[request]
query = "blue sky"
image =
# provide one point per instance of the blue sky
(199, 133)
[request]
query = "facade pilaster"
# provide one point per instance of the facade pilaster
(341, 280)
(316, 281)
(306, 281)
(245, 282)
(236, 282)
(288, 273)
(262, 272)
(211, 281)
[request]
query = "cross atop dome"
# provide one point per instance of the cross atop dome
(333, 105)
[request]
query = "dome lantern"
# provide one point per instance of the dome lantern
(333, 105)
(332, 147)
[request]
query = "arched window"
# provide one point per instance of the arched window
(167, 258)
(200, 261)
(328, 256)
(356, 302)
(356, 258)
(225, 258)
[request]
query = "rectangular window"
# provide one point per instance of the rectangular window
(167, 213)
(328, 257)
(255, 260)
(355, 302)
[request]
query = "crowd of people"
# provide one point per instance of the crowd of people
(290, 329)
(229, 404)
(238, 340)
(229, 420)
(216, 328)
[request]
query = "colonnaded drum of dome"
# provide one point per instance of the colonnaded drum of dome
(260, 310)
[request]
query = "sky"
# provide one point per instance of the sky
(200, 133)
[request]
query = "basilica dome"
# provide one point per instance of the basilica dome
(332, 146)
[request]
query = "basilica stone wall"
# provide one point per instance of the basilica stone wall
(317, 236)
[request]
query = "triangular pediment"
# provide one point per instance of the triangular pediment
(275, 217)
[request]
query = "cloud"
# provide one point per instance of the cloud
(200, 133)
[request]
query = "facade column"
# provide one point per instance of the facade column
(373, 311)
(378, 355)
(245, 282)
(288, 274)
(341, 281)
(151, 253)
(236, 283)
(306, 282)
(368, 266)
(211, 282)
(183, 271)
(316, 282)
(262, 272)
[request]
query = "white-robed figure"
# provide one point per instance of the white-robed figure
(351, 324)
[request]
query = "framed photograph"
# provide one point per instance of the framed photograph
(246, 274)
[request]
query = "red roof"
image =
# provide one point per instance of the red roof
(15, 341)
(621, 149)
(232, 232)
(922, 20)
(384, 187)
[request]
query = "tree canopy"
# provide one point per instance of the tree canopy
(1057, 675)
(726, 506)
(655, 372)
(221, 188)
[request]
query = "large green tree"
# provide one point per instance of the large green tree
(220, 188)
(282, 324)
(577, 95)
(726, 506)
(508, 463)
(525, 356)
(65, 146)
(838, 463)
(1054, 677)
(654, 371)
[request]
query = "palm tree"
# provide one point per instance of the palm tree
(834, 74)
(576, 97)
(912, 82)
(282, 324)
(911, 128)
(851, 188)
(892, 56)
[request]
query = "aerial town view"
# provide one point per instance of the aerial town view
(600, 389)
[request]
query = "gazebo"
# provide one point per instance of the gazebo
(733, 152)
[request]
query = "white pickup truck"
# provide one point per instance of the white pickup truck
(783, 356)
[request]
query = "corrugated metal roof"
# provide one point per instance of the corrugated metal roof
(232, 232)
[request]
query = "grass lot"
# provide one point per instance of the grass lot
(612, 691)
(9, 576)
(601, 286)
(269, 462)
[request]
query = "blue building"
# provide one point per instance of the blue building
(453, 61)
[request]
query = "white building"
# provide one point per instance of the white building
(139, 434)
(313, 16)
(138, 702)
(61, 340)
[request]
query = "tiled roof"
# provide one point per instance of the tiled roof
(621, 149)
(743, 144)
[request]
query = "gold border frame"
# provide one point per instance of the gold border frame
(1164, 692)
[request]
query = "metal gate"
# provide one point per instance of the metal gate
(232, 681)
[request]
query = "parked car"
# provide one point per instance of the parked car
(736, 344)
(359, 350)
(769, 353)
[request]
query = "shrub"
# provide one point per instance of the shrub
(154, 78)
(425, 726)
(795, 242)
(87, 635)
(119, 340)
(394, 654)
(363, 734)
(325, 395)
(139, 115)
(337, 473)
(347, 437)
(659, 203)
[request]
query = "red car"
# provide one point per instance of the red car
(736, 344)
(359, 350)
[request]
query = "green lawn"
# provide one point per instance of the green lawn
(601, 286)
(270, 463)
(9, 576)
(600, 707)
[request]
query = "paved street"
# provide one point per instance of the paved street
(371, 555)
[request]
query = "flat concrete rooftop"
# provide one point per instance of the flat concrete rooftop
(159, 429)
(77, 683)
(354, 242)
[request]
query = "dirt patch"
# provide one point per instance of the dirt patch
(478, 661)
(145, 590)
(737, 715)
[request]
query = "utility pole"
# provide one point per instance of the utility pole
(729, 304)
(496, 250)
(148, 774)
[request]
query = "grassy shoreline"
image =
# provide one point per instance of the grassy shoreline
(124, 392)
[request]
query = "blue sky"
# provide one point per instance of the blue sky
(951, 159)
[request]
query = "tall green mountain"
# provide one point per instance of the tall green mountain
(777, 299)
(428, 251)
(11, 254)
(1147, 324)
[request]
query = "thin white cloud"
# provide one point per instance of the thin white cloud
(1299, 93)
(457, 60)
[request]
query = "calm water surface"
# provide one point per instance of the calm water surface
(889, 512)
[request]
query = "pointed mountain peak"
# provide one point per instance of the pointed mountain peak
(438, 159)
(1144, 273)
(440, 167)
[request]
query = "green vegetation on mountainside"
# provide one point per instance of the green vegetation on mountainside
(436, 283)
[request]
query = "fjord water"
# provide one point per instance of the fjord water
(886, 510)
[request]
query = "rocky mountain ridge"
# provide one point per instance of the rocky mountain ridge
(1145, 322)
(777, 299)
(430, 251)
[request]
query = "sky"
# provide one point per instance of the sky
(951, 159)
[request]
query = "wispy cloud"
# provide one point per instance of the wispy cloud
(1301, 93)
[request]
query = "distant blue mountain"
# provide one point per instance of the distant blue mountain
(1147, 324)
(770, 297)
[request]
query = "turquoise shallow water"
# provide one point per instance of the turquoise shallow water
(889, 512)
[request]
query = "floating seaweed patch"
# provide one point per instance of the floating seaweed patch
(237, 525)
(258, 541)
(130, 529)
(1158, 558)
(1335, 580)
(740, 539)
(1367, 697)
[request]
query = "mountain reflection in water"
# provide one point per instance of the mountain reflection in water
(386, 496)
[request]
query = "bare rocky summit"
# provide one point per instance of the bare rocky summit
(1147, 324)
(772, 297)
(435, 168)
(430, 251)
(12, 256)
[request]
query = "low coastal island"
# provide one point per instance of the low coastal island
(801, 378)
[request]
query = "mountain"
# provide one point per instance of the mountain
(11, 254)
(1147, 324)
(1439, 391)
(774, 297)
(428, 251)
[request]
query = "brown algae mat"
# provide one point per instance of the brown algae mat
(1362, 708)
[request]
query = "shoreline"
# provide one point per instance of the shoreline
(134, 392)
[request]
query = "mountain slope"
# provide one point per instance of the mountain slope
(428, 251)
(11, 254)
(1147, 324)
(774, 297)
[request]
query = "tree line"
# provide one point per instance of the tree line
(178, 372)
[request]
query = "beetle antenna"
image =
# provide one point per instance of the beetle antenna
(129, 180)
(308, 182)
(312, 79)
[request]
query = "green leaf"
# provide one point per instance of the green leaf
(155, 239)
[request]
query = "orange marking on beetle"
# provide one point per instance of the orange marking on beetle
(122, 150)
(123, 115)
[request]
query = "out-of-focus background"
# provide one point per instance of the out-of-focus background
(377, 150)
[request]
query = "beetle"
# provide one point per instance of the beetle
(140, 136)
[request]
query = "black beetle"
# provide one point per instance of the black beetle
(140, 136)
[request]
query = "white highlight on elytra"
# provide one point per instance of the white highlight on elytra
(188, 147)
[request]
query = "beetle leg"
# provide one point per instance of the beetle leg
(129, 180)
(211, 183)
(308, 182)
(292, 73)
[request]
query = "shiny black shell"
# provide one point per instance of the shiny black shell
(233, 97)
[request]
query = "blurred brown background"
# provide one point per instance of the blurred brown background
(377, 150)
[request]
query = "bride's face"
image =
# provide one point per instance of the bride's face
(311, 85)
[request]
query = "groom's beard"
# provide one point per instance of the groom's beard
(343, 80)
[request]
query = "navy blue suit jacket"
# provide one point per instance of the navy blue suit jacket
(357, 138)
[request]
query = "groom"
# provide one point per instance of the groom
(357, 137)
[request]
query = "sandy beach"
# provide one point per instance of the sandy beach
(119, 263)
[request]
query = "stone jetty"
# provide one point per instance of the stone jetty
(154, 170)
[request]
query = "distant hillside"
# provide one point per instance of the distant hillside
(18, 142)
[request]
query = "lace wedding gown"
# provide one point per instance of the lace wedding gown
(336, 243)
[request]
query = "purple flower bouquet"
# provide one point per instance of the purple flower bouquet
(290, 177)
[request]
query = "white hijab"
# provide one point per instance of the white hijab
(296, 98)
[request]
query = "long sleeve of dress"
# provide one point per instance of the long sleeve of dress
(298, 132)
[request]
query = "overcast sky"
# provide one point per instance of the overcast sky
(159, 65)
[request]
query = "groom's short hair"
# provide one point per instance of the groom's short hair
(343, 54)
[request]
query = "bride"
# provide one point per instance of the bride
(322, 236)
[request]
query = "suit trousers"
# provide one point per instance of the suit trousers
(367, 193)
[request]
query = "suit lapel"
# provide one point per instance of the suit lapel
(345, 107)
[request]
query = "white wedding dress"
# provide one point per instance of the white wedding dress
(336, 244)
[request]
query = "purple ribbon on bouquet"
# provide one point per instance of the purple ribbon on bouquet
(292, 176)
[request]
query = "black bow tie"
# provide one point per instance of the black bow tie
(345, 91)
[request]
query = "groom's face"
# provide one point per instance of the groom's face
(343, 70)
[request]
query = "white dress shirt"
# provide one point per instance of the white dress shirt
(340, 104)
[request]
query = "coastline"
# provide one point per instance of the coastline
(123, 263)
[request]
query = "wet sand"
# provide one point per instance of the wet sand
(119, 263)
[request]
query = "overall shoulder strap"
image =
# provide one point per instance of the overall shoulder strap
========================
● **THE REQUEST**
Show every line of the records above that contains the string "trousers", matching case exactly.

● **SOLUTION FOR THIS TASK**
query = "suit trousers"
# provide one point per instance of the suit trousers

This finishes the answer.